§ **PROBLEM STATEMENT**: Reproduce the rows below without change, from the line containing "of the green" through the last line of the rows, with both ends included.

### DATASET

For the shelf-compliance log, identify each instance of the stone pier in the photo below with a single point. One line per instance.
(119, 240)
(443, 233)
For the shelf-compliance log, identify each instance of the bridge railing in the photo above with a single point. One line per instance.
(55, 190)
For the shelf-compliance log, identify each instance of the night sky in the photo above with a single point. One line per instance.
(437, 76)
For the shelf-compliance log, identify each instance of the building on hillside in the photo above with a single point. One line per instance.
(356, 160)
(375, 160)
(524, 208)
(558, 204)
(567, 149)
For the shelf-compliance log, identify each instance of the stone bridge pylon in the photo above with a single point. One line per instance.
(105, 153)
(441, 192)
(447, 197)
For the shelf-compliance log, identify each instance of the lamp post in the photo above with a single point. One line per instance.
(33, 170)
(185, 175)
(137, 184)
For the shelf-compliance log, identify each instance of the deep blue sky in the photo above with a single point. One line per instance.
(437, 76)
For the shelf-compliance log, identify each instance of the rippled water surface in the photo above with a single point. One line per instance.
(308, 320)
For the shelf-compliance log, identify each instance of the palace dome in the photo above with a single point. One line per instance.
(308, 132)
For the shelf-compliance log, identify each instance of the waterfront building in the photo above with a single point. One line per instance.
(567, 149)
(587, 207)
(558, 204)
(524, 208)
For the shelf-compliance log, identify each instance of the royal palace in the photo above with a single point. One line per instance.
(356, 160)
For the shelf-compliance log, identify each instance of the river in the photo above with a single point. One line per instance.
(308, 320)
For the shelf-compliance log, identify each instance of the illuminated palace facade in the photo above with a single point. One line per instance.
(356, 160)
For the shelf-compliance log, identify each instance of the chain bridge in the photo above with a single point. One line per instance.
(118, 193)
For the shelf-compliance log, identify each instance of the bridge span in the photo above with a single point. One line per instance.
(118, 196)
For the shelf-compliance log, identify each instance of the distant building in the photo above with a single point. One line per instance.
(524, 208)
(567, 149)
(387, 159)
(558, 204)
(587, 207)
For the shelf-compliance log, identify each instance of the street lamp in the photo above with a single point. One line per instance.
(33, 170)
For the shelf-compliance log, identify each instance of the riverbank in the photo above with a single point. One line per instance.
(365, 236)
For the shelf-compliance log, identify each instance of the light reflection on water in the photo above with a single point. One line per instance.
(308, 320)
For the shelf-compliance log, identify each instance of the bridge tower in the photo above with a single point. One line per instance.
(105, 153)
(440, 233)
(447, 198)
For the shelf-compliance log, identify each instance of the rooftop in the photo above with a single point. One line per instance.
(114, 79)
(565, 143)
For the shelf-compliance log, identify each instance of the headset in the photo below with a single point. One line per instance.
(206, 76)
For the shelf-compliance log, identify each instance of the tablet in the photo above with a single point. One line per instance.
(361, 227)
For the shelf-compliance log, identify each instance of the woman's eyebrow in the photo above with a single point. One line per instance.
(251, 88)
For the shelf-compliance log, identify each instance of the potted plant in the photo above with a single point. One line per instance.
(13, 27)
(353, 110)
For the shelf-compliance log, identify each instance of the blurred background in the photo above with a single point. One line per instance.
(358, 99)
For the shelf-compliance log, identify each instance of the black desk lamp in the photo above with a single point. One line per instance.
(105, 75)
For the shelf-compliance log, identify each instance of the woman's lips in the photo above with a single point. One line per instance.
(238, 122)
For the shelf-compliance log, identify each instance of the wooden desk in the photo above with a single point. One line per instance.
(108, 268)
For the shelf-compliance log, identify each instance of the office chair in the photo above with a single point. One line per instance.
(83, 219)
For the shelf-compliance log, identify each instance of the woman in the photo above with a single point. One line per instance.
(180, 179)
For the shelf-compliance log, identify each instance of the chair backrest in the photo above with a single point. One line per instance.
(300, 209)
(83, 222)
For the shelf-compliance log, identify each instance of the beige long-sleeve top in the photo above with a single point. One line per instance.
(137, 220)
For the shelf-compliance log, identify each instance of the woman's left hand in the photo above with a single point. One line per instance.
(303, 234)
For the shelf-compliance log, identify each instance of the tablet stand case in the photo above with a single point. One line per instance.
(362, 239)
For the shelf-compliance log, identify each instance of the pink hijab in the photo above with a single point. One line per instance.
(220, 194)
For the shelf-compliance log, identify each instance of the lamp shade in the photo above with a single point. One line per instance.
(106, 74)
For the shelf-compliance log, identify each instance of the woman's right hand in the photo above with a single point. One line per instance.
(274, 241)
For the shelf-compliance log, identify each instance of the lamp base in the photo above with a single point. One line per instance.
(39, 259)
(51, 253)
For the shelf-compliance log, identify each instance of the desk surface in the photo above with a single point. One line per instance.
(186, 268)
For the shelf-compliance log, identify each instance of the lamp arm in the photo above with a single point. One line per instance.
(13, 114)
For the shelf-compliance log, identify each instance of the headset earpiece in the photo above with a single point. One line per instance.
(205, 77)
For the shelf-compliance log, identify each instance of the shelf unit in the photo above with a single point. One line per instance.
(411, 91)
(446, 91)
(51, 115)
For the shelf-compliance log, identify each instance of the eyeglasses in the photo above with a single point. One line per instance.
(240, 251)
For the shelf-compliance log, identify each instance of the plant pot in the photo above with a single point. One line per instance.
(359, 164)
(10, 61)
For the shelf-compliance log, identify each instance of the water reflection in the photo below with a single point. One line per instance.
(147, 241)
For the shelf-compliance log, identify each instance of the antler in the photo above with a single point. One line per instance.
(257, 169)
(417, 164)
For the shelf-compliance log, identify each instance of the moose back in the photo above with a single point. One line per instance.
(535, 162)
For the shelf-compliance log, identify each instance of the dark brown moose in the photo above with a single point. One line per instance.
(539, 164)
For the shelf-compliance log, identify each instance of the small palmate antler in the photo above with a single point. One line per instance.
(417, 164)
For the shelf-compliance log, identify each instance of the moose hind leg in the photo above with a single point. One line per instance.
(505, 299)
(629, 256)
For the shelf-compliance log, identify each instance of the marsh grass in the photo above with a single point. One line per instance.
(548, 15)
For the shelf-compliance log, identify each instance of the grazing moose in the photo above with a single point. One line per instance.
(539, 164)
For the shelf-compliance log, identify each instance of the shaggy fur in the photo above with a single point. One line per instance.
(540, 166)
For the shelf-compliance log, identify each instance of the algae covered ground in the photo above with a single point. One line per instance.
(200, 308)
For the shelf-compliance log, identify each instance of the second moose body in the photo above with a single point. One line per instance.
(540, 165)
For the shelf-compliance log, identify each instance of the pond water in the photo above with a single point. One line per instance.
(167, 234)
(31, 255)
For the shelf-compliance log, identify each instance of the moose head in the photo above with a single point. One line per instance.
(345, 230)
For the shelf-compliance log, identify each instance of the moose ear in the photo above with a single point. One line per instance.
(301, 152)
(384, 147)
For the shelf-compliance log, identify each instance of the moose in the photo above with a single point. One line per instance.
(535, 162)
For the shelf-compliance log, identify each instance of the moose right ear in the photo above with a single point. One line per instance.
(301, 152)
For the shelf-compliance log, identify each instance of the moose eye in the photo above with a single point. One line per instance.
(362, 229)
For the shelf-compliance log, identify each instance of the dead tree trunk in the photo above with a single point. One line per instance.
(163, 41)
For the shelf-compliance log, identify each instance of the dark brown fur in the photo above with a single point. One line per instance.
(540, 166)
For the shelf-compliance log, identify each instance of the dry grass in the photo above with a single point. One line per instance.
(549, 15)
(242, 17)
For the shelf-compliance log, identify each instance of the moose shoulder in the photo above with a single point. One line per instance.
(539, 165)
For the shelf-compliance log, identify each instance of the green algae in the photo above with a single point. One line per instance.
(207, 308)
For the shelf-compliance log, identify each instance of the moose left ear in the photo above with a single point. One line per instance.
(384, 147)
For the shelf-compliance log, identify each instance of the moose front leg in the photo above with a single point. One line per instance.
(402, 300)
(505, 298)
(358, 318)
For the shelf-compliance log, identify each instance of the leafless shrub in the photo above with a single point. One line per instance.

######

§ **FULL SOLUTION**:
For the shelf-compliance log, identify each instance of the green algae in the photo above with a single point. One line per instance.
(207, 308)
For the shelf-compliance log, identify each instance of the moose left ear in the photo above with a single point. One line per instance.
(384, 147)
For the shelf-compliance log, identify each instance of the moose front leg in the photo above with a single point. One line per instance.
(402, 300)
(505, 298)
(358, 318)
For the shelf-compliance log, identify each instance of the leafless shrub in the photo above with a single point. One line per instance.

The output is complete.